▶ _Challenge_
Show every line of the entries below that contains the word "green", matching case exactly.

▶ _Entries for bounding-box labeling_
* Start *

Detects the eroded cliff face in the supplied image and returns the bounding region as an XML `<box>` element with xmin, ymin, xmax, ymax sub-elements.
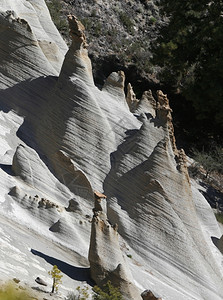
<box><xmin>0</xmin><ymin>0</ymin><xmax>223</xmax><ymax>300</ymax></box>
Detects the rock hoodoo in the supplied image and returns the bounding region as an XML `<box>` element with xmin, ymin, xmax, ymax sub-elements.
<box><xmin>88</xmin><ymin>192</ymin><xmax>141</xmax><ymax>300</ymax></box>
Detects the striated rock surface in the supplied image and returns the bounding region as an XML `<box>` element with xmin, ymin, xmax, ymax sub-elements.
<box><xmin>0</xmin><ymin>0</ymin><xmax>223</xmax><ymax>300</ymax></box>
<box><xmin>88</xmin><ymin>193</ymin><xmax>141</xmax><ymax>299</ymax></box>
<box><xmin>141</xmin><ymin>290</ymin><xmax>162</xmax><ymax>300</ymax></box>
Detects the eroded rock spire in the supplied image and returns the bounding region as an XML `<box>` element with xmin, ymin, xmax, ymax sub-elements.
<box><xmin>88</xmin><ymin>192</ymin><xmax>142</xmax><ymax>300</ymax></box>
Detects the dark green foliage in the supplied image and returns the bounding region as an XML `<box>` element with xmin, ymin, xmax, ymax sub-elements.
<box><xmin>153</xmin><ymin>0</ymin><xmax>223</xmax><ymax>129</ymax></box>
<box><xmin>192</xmin><ymin>146</ymin><xmax>223</xmax><ymax>178</ymax></box>
<box><xmin>215</xmin><ymin>212</ymin><xmax>223</xmax><ymax>224</ymax></box>
<box><xmin>93</xmin><ymin>281</ymin><xmax>123</xmax><ymax>300</ymax></box>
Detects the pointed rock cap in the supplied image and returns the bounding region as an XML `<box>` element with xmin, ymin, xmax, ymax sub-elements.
<box><xmin>126</xmin><ymin>82</ymin><xmax>139</xmax><ymax>112</ymax></box>
<box><xmin>58</xmin><ymin>15</ymin><xmax>94</xmax><ymax>88</ymax></box>
<box><xmin>67</xmin><ymin>15</ymin><xmax>88</xmax><ymax>49</ymax></box>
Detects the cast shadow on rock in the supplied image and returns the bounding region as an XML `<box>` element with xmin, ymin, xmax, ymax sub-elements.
<box><xmin>31</xmin><ymin>249</ymin><xmax>95</xmax><ymax>286</ymax></box>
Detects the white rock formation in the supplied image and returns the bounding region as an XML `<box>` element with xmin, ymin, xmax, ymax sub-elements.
<box><xmin>0</xmin><ymin>0</ymin><xmax>223</xmax><ymax>300</ymax></box>
<box><xmin>88</xmin><ymin>193</ymin><xmax>141</xmax><ymax>300</ymax></box>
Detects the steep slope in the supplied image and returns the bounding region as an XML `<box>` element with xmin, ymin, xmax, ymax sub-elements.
<box><xmin>0</xmin><ymin>0</ymin><xmax>223</xmax><ymax>300</ymax></box>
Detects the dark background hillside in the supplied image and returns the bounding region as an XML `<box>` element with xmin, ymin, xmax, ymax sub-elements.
<box><xmin>47</xmin><ymin>0</ymin><xmax>223</xmax><ymax>154</ymax></box>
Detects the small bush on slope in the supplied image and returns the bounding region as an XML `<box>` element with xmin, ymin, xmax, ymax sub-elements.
<box><xmin>0</xmin><ymin>282</ymin><xmax>32</xmax><ymax>300</ymax></box>
<box><xmin>93</xmin><ymin>281</ymin><xmax>123</xmax><ymax>300</ymax></box>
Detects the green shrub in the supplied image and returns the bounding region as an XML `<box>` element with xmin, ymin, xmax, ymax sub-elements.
<box><xmin>0</xmin><ymin>282</ymin><xmax>32</xmax><ymax>300</ymax></box>
<box><xmin>48</xmin><ymin>265</ymin><xmax>63</xmax><ymax>293</ymax></box>
<box><xmin>66</xmin><ymin>286</ymin><xmax>90</xmax><ymax>300</ymax></box>
<box><xmin>93</xmin><ymin>281</ymin><xmax>123</xmax><ymax>300</ymax></box>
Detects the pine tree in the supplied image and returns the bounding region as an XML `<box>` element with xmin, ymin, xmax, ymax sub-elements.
<box><xmin>153</xmin><ymin>0</ymin><xmax>223</xmax><ymax>129</ymax></box>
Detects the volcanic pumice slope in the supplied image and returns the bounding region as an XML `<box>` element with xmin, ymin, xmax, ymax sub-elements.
<box><xmin>0</xmin><ymin>0</ymin><xmax>223</xmax><ymax>300</ymax></box>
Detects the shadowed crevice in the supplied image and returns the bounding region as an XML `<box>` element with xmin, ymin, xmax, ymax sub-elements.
<box><xmin>31</xmin><ymin>249</ymin><xmax>94</xmax><ymax>286</ymax></box>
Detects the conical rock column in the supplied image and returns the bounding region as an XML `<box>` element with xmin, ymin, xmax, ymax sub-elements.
<box><xmin>89</xmin><ymin>193</ymin><xmax>141</xmax><ymax>300</ymax></box>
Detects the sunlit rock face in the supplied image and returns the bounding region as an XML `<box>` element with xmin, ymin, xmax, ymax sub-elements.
<box><xmin>88</xmin><ymin>193</ymin><xmax>141</xmax><ymax>299</ymax></box>
<box><xmin>0</xmin><ymin>0</ymin><xmax>223</xmax><ymax>300</ymax></box>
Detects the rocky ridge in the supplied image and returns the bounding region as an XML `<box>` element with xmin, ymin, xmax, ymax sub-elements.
<box><xmin>0</xmin><ymin>0</ymin><xmax>222</xmax><ymax>300</ymax></box>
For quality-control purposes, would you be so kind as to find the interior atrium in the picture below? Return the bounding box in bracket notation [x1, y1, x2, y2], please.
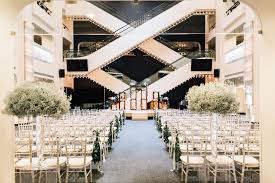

* End *

▶ _Correct output_
Detects the dark green foliage in the supplied image and returns the bounding region as an XML `<box>` element with xmin, ymin, xmax, ymax sub-elements.
Detects the green shrub in the supplied image and returns the bounding region as an XML `<box>` element with xmin, ymin, xmax, ymax sub-elements.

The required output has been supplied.